Everything from the line that has "179L317 108L278 138L268" to the last line of the listing must be repeated exactly, and nothing more; omit the pictures.
=== Available data ===
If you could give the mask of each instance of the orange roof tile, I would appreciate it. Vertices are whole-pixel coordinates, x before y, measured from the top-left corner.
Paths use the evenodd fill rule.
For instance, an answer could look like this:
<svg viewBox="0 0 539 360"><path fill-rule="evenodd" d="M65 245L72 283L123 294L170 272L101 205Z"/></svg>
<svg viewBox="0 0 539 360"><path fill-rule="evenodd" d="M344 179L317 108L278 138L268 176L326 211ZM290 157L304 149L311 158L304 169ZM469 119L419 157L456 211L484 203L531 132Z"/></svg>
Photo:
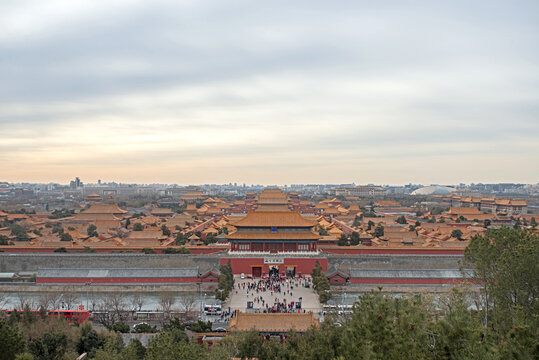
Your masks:
<svg viewBox="0 0 539 360"><path fill-rule="evenodd" d="M82 211L84 214L127 214L117 204L96 204L93 203L88 209Z"/></svg>
<svg viewBox="0 0 539 360"><path fill-rule="evenodd" d="M229 331L249 331L255 329L259 332L288 332L295 330L305 332L311 326L318 326L318 320L313 313L242 313L237 312L230 320Z"/></svg>
<svg viewBox="0 0 539 360"><path fill-rule="evenodd" d="M230 240L316 240L318 234L311 231L236 231L227 236Z"/></svg>
<svg viewBox="0 0 539 360"><path fill-rule="evenodd" d="M237 227L312 227L315 221L307 220L297 211L252 211L243 219L234 221Z"/></svg>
===
**Task response**:
<svg viewBox="0 0 539 360"><path fill-rule="evenodd" d="M344 179L317 108L278 138L268 176L326 211ZM290 157L304 149L311 158L304 169ZM469 119L419 157L456 211L484 203L531 132Z"/></svg>
Photo:
Your masks:
<svg viewBox="0 0 539 360"><path fill-rule="evenodd" d="M82 211L84 214L127 214L117 204L96 204L93 203L88 209Z"/></svg>
<svg viewBox="0 0 539 360"><path fill-rule="evenodd" d="M229 331L249 331L255 329L259 332L288 332L295 330L305 332L311 326L318 326L318 320L313 313L242 313L237 312L230 320Z"/></svg>
<svg viewBox="0 0 539 360"><path fill-rule="evenodd" d="M230 240L316 240L318 234L311 231L236 231L227 236Z"/></svg>
<svg viewBox="0 0 539 360"><path fill-rule="evenodd" d="M237 227L312 227L315 221L307 220L297 211L252 211L243 219L234 221Z"/></svg>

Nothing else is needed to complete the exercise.